* _Aim of the task_: Can you rewrite only the data between the lines holding "Isolate the bird." and "100,146,196,206", inclusive, with "bounding box" replaced by "enclosing box" and everything else left unchanged?

* _Information given_:
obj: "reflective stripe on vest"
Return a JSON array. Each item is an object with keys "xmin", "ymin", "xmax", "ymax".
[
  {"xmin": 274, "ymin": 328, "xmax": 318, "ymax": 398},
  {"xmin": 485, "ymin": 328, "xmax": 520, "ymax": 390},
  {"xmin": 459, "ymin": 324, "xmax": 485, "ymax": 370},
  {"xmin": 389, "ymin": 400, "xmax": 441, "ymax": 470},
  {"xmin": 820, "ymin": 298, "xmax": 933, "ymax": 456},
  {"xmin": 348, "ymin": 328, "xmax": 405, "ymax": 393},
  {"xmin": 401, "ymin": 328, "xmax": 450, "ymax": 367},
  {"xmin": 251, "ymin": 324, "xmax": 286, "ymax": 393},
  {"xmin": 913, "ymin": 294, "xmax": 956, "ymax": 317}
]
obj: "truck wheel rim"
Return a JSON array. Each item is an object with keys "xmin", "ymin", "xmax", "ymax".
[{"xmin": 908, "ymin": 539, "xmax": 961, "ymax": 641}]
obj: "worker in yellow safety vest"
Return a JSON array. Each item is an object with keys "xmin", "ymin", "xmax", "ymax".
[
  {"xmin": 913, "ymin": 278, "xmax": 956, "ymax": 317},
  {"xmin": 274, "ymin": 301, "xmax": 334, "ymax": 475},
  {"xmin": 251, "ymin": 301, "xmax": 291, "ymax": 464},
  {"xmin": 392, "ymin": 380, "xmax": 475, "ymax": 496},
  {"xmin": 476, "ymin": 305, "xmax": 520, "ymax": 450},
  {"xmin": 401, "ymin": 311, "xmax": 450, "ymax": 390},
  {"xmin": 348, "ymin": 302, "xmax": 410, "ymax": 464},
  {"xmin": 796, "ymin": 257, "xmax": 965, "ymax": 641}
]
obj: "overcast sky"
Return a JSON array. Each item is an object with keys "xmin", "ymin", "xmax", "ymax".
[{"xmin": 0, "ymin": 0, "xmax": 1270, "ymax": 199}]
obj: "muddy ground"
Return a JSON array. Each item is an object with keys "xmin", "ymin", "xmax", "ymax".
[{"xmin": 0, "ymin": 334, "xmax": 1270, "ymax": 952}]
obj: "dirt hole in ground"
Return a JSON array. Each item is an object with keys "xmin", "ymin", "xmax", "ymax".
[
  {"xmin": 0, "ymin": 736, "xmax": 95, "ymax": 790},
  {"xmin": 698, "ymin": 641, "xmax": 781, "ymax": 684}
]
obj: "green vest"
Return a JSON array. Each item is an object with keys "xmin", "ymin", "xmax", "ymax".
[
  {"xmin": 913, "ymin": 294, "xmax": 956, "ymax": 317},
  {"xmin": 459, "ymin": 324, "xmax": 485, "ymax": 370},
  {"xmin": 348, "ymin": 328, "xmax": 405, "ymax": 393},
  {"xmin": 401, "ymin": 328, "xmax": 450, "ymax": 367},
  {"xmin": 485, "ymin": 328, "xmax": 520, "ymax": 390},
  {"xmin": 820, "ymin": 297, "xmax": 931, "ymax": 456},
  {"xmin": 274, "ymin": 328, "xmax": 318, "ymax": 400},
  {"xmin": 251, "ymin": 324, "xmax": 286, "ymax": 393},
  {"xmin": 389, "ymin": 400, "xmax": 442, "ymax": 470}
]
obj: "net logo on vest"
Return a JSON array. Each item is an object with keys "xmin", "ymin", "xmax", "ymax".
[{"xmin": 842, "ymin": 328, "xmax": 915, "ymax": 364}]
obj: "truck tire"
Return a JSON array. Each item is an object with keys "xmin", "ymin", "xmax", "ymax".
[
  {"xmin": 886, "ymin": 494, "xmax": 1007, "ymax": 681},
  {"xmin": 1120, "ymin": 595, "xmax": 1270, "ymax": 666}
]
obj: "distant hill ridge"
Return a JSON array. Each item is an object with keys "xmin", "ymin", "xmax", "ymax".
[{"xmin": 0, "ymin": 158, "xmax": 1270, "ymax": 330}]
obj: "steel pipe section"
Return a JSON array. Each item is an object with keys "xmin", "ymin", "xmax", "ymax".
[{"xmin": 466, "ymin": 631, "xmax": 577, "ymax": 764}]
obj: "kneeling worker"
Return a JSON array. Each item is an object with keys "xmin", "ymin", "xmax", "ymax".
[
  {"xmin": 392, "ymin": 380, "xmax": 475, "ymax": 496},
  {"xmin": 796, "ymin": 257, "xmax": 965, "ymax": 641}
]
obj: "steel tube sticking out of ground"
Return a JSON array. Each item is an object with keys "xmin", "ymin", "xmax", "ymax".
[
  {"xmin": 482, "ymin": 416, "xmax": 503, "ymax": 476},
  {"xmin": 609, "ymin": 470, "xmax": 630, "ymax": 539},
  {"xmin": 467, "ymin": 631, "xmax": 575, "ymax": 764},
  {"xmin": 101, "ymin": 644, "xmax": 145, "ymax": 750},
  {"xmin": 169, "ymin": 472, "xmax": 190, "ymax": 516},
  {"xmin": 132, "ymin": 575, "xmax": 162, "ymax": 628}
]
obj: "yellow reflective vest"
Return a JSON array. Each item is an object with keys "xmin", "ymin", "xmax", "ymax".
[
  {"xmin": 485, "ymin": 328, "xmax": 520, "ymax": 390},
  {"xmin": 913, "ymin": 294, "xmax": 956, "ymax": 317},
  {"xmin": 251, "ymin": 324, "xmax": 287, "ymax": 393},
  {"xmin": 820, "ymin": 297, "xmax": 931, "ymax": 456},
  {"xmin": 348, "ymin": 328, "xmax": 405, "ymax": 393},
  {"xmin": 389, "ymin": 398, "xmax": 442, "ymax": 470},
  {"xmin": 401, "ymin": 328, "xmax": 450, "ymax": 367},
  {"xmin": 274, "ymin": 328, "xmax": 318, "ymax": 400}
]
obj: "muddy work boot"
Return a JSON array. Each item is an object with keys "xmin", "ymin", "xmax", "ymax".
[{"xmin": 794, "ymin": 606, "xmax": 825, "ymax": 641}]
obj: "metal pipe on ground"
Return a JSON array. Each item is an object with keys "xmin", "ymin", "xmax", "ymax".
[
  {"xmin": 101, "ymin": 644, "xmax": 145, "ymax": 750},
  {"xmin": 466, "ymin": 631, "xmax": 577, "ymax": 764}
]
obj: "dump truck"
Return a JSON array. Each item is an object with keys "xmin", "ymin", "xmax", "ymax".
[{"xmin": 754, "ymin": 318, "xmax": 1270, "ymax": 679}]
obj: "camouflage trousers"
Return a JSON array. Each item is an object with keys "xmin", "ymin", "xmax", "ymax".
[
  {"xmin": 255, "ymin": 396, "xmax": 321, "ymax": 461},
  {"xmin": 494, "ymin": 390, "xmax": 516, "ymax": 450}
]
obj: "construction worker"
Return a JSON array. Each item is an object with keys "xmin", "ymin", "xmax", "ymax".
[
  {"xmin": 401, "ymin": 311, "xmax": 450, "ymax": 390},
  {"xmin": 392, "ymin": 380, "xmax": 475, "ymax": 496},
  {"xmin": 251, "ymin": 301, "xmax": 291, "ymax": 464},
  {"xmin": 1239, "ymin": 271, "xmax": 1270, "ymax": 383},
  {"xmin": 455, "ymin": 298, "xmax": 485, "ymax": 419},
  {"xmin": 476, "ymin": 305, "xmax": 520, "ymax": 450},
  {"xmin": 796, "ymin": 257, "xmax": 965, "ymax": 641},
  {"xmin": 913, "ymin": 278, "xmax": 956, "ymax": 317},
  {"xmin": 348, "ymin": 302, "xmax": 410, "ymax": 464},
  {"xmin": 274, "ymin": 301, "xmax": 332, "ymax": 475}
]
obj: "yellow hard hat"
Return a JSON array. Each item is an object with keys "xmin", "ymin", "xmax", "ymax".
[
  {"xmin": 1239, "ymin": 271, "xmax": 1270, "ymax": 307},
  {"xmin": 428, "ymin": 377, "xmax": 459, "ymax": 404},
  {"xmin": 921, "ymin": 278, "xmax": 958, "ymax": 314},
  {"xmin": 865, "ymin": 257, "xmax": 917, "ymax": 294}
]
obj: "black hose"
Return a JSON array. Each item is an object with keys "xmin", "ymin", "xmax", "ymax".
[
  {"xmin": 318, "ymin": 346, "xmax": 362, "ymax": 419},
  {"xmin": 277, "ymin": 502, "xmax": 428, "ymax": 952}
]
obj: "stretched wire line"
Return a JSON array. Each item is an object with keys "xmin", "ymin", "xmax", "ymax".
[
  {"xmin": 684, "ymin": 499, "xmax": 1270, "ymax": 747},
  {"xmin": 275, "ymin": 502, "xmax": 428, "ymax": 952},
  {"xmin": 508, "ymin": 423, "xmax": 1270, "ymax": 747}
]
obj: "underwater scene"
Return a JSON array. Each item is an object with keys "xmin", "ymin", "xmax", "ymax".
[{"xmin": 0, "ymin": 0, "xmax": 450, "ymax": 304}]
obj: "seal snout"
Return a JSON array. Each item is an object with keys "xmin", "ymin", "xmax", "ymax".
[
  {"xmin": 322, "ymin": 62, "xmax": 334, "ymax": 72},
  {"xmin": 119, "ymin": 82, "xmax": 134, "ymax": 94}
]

...

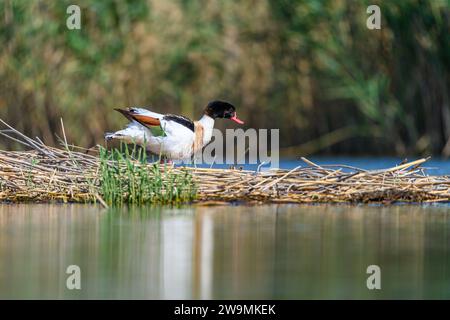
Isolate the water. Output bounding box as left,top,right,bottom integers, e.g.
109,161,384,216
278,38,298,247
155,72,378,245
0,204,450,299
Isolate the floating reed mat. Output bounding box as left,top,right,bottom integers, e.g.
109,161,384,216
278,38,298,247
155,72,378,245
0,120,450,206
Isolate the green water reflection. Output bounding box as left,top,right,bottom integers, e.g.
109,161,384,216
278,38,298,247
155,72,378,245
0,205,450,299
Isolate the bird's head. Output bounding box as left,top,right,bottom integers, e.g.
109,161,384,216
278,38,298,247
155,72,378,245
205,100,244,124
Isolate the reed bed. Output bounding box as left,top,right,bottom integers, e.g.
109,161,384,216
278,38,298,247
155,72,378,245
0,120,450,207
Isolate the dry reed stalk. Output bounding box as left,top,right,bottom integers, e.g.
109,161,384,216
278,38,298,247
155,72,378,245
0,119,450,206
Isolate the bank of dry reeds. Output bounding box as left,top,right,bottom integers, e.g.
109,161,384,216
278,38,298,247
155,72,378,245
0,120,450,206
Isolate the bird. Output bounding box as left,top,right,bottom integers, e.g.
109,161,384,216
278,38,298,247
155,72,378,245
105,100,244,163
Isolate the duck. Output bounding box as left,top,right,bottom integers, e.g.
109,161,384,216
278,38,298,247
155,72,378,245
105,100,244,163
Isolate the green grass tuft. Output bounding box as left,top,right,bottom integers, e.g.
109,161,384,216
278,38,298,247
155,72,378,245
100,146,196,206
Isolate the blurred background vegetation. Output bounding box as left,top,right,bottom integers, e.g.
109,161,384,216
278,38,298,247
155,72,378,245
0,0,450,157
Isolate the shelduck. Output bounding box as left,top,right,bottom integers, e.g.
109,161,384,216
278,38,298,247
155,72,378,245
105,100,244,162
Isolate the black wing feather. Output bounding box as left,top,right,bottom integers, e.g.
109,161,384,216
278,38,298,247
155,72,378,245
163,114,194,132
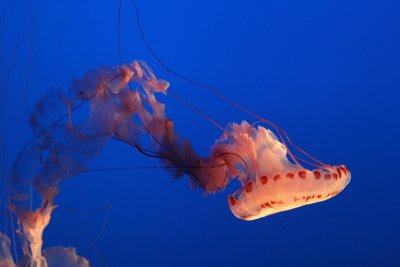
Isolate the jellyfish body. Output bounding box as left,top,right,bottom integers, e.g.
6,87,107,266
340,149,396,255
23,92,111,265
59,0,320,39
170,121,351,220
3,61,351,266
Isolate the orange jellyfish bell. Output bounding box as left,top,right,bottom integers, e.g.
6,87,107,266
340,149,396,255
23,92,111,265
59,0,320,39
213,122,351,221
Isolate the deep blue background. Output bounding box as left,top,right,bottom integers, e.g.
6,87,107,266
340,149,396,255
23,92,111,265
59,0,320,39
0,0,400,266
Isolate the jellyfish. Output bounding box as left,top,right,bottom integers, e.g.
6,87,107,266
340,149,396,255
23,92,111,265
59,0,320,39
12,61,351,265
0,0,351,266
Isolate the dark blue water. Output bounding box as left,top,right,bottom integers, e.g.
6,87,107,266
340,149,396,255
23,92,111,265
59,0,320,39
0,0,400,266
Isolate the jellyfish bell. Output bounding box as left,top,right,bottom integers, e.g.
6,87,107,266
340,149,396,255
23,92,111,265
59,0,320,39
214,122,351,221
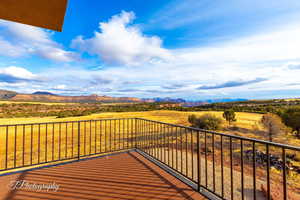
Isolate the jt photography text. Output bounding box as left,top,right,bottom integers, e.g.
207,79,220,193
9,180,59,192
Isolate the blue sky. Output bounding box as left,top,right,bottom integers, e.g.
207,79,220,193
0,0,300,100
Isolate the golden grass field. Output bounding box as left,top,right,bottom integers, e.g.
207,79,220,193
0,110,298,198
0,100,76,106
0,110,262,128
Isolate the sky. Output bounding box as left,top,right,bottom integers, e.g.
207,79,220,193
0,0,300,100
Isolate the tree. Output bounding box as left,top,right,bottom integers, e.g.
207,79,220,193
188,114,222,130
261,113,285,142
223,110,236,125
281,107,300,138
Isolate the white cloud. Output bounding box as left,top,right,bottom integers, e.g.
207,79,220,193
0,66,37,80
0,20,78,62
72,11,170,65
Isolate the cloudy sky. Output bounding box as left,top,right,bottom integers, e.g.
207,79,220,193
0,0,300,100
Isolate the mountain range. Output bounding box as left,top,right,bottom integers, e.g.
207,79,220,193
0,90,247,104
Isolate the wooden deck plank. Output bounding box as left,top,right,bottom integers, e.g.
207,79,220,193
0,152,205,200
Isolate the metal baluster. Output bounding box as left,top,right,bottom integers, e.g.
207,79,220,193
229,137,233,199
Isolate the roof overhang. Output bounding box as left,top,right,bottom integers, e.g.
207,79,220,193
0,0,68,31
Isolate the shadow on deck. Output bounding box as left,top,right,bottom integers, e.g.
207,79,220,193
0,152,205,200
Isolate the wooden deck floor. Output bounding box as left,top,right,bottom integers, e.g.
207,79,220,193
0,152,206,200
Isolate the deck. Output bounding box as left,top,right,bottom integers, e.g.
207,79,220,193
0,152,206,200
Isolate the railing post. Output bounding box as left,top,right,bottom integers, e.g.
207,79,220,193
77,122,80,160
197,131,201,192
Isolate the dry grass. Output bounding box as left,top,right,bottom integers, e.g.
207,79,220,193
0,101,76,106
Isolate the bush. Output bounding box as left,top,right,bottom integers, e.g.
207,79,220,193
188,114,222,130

---

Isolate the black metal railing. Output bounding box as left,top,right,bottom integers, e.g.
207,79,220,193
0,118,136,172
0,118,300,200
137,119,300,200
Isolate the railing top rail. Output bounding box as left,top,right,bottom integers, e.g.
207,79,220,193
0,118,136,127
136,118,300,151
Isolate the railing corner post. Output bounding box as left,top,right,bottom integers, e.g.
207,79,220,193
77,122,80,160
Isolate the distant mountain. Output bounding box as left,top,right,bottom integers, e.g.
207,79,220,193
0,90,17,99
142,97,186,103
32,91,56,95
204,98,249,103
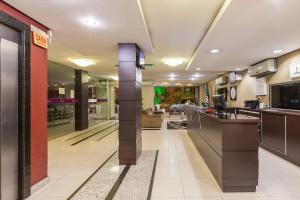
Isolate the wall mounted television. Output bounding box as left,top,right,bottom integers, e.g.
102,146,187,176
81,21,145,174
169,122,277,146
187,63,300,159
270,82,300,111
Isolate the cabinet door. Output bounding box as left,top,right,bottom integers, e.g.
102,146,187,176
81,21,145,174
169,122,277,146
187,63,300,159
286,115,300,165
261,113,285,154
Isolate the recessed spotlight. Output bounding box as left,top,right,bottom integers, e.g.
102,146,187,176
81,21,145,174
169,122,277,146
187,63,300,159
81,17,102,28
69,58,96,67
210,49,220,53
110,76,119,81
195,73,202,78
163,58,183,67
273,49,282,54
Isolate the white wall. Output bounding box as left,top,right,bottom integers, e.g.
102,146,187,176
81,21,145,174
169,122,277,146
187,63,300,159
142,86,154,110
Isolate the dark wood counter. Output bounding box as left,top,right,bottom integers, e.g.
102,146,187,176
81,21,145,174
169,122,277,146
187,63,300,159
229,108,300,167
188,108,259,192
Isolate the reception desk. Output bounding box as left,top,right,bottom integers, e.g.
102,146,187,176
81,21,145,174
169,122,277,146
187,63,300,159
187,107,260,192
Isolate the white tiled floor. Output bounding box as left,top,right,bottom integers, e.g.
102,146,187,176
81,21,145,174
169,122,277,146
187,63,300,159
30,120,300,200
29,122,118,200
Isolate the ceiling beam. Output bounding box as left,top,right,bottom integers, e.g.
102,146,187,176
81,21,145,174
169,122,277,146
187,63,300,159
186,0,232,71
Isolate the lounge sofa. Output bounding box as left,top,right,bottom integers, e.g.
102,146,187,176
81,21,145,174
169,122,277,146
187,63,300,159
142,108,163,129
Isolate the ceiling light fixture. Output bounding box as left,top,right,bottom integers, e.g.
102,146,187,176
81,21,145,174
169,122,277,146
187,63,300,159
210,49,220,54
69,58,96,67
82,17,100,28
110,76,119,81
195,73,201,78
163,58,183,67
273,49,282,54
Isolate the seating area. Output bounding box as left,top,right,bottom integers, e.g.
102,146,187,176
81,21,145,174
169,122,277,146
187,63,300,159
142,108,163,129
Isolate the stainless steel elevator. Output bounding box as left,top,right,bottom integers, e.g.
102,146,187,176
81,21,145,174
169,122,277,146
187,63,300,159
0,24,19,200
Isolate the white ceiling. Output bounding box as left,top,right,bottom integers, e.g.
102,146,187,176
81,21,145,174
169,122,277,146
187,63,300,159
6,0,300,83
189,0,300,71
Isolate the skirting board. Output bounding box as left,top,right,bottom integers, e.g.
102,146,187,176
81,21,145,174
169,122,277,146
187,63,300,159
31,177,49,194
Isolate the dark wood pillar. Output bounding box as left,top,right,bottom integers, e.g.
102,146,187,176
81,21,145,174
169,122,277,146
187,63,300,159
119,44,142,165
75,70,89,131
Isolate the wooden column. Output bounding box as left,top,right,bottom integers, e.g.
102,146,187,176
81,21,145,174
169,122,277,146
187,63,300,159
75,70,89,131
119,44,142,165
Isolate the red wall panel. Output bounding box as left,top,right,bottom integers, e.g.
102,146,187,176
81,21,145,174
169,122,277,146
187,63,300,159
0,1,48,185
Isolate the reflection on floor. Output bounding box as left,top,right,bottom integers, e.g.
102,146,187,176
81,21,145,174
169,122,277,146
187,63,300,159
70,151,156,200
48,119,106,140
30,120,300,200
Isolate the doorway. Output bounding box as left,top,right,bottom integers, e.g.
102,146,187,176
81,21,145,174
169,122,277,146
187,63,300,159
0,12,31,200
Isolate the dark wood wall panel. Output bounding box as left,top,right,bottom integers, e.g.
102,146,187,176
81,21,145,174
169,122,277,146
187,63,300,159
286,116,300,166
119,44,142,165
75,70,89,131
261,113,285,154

* _Task answer_:
Isolate the bird. Output enclosing box as left,top,right,bottom integers, e.g.
109,161,384,216
278,38,298,247
155,72,378,245
105,100,244,163
Isolate the duck. Output enclosing box as left,top,right,bottom integers, e.g.
109,161,384,216
278,38,298,247
155,72,378,245
105,100,244,163
Isolate the green grass tuft. Output enclosing box as left,top,right,bottom integers, e.g.
109,161,384,216
278,38,298,247
155,72,378,245
100,146,196,206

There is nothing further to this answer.